→ **Directions**: Set down each entry from the block beneath, exactly as written.

→ **Raw data**:
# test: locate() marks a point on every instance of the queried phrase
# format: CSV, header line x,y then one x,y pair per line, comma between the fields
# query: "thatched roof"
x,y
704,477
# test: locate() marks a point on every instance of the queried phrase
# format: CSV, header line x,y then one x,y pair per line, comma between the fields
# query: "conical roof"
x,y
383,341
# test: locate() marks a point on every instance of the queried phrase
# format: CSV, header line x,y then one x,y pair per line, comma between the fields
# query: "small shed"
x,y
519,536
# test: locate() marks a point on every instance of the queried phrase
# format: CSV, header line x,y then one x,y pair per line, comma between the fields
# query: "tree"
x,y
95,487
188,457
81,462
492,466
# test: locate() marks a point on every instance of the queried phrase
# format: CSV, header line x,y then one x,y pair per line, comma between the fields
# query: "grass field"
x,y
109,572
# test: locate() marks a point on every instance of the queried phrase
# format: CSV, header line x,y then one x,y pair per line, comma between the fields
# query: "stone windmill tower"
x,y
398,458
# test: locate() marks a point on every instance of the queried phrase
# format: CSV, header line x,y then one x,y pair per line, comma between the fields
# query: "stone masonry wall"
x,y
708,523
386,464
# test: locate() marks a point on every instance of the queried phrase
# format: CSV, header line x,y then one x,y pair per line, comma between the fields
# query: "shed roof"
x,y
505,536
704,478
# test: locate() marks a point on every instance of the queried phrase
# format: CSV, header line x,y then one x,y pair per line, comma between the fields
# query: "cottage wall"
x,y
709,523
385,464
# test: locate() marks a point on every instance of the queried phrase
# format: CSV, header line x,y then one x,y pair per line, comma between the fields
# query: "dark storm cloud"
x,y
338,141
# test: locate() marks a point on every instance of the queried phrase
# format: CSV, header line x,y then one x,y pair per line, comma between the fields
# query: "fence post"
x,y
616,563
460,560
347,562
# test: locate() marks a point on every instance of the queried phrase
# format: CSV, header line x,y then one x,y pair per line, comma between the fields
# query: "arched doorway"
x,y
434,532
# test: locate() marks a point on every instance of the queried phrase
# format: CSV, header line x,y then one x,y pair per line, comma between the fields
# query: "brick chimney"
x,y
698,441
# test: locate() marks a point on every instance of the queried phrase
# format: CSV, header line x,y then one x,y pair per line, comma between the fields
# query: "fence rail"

→ **Answer in full**:
# test: locate() marks a point on every instance of the queried phrase
# format: CSV, header line x,y then one x,y pair per line, comma between the fields
# query: "thatched roof"
x,y
704,477
# test: locate() marks a point on every instance of the queried phrase
# format: CSV, header line x,y then one x,y pair per line, comma between the fields
# query: "conical roof"
x,y
383,341
# test: locate() marks a point on every instance of the queried phrase
# format: CSV, header line x,y then one x,y pair per line, comma between the fields
# query: "small shed"
x,y
519,536
# test: locate() marks a point on every instance of the queried phrase
# format: CSV, header line x,y then one x,y pair per line, comma between the fields
# query: "tree"
x,y
95,487
188,457
81,462
492,466
# test: locate() marks a point on every instance of the queried phrase
# format: CSV, header line x,y then one x,y pair per line, comma between the fields
# query: "grass field"
x,y
109,572
# test: locate() marks a point on every instance of the queried phrase
# format: CSV, header line x,y then one x,y pair per line, comma between the fields
# query: "stone windmill tower"
x,y
398,458
# test: locate() marks a point on every instance of the queried phrase
# format: CSV, header line x,y then one x,y pair per line, comma between the fields
# query: "stone masonry wall"
x,y
708,523
386,464
# test: locate() marks a point on every instance of the queried phrase
# format: CSV, header line x,y then one x,y pair per line, comma between the fields
# query: "shed roof"
x,y
505,536
704,478
# test: locate() marks a point on every instance of the queried phrase
# format: CSV, header line x,y then one x,y pair per line, comma between the fields
# query: "cottage wall"
x,y
709,523
385,464
# test: locate() marks a point on every instance of the queried phrase
# format: CSV, header line x,y then one x,y pair per line, comma between the fields
# query: "dark storm cloud"
x,y
338,141
# test: locate() marks a point on every instance of the queried phrase
# format: CSV, header line x,y then one x,y pair per line, comma between the fields
# query: "fence post"
x,y
616,563
460,560
347,562
# test: locate() marks a point on every instance of the queried phrase
# format: CSV, header line x,y then one x,y pair per line, comma between the fields
# query: "arched doorway"
x,y
434,532
# test: locate() marks a point on every instance of the queried phrase
# format: CSV, header line x,y then one x,y pair per line, comma between the fields
# query: "brick chimney"
x,y
698,441
# test: locate() marks a point on every instance of the queried phrase
# format: CSV, header line x,y then one x,y pair per line, comma between the fields
# query: "fence rail"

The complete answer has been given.